----- Исходный текст
Дополню, что несколько лет читал на отделении журналистики Латвийского государственного университета курс “Теория и практика журналистики”.

Был членом Союза журналистов.

Имею звание Заслуженный журналист Латвии.

Хмурое детство

Зал известного харьковского завода ХЭМЗ был полон: люди собрались после смены на концерт воспитанников заводского детского дома.

На ярко освещенной сцене появился ведущий.

– Сейчас перед нами выступит мальчик по имени Ильич, – объявил он. – Не удивляйтесь. Так его назвали родители. Он приехал к нам из далекой Бразилии.

Зрители зашептались. Раздались одобрительные хлопки. Но тут случился конфуз: на сцену вышла маленькая девочка в цветастом платье, с копной черных кудряшек на голове.

Зал зароптал: ошибка, это не бразилец! Ведущий обернулся к приближающемуся ребенку, успокаивающе поднял руку и, улыбаясь, сказал:

– Не волнуйтесь! Это тот самый Ильич, он мальчик. Просто его одели, как девочку. Потому что у них в детдоме не нашлось мужского костюма. Одни девчоночьи. Сами знаете: мировой кризис…

Ведущий рассказал трагическую историю Ильича. О его погибшем за революцию отце, о матери, которая работает в ударной бригаде на заводе. После этого на очень слабом русском с сильным французским акцентом выступил мальчуган. Стал звонко декламировать стихи. Конечно, о Ленине, с часто повторяющимся именем Ильич.

После выступления зал овациями провожал всамделишного ребенка революции.

* * *

С маленьким Ильичом на руках они взошли на борт парохода, уплывавшего в неизвестность.
----------
## Письменные задания
A – Ответьте по отрывку на вопросы:
(i) Как назывался курс, который читался на отделении журналистики Латвийского государственного университета?
(ii) Какое звание упомянуто в начале отрывка?
(iii) Почему, по словам ведущего, Ильича одели, как девочку?
B – Перепишите часть отрывка между «Имею звание Заслуженный» и «заводского детского дома.» включительно, заменив «концерт» на «праздник».
----- Фрагменты строк
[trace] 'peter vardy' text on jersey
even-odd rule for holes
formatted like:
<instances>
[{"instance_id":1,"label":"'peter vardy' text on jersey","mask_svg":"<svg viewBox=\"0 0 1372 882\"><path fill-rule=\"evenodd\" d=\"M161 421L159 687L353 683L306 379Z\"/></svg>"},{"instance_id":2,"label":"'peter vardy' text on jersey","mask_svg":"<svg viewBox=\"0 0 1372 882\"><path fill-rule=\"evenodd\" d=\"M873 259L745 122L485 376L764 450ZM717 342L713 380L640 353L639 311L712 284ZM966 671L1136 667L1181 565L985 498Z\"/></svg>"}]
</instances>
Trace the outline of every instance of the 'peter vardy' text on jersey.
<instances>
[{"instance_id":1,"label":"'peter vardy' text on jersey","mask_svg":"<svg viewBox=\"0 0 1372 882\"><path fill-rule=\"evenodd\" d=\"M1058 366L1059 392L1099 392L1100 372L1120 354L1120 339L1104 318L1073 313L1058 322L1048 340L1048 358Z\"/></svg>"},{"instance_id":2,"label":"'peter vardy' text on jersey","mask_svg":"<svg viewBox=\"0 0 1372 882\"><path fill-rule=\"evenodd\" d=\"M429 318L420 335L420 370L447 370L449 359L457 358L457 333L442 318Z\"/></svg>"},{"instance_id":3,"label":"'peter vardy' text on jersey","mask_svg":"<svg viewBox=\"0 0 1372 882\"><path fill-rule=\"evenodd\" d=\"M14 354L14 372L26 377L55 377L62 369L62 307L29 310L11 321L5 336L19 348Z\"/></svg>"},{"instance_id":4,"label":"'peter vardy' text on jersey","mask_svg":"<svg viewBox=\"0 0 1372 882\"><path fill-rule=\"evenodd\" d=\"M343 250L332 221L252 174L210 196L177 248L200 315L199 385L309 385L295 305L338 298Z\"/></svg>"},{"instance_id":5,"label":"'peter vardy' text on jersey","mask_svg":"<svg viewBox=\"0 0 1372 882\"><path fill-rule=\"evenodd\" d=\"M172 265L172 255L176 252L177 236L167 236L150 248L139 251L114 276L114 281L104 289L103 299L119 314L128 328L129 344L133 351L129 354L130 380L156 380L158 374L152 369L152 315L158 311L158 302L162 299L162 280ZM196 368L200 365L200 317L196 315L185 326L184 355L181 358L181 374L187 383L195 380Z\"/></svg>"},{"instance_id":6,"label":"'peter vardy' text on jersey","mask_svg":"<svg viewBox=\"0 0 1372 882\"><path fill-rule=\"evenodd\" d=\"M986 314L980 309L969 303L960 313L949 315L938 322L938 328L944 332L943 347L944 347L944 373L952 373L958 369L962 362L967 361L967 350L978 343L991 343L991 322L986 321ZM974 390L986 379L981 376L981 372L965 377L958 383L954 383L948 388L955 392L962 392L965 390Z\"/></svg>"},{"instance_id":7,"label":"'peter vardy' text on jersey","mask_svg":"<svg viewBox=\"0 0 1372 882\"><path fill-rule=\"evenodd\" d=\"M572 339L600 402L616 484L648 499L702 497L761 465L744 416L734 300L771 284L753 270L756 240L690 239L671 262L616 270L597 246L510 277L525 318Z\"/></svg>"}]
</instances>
----------
## Ответы по заданиям
A –
(i) «Теория и практика журналистики».
(ii) Заслуженный журналист Латвии.
(iii) В детдоме не нашлось мужского костюма, были только девчоночьи.

B –
Имею звание Заслуженный журналист Латвии.

Хмурое детство

Зал известного харьковского завода ХЭМЗ был полон: люди собрались после смены на праздник воспитанников заводского детского дома.